(Exercise materials):

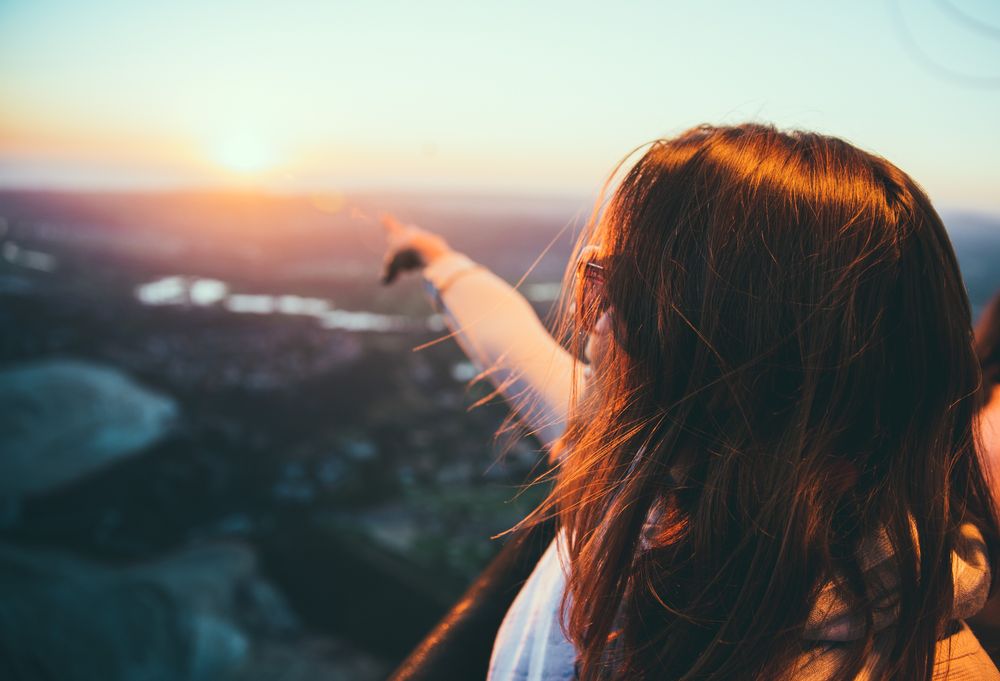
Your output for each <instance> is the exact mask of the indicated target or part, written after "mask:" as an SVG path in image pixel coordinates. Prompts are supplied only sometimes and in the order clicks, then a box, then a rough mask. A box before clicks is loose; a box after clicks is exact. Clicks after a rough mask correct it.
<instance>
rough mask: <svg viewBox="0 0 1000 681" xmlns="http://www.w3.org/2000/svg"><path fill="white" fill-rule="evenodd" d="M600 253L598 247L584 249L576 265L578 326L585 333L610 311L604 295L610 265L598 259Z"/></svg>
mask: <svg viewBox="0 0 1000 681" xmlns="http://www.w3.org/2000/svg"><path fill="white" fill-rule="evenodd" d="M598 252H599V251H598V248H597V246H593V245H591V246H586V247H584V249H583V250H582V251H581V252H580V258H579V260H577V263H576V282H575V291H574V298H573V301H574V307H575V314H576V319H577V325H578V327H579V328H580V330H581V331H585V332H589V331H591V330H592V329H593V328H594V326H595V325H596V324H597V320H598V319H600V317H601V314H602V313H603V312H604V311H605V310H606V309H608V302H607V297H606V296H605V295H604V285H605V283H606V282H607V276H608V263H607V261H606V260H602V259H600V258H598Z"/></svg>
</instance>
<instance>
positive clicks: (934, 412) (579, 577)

---

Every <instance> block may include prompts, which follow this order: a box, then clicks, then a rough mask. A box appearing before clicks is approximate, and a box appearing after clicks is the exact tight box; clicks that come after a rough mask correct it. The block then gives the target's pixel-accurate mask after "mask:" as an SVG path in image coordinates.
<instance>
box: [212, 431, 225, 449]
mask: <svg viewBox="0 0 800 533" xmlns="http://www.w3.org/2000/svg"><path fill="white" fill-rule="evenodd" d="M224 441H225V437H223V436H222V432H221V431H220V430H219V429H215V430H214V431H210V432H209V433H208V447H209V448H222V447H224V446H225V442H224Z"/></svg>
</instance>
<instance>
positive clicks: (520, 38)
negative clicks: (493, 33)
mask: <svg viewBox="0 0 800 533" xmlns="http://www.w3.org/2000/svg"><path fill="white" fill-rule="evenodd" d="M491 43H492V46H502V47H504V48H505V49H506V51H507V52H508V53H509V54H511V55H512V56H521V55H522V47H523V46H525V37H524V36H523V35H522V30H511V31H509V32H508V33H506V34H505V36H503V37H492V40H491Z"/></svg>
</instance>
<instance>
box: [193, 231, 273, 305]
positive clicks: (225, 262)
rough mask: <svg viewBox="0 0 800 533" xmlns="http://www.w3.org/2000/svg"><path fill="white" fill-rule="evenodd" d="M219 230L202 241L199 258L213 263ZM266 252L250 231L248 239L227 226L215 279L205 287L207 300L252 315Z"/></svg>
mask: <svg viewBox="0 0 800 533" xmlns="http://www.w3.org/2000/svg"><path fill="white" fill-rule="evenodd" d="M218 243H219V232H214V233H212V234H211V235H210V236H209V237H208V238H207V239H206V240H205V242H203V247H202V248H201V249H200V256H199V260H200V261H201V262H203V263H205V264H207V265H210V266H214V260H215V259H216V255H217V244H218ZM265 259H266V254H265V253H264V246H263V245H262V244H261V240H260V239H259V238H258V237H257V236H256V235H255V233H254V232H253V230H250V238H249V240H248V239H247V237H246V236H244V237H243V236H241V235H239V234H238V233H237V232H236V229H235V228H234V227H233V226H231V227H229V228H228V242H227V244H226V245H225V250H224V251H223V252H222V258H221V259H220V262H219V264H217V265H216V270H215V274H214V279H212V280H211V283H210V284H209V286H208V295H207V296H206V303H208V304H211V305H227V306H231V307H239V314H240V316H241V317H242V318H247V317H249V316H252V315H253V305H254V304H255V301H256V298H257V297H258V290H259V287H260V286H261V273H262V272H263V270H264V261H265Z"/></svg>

(Problem details): Compute the number of lines in the records that contain the string "after", and return that number alone.

(Output below): 2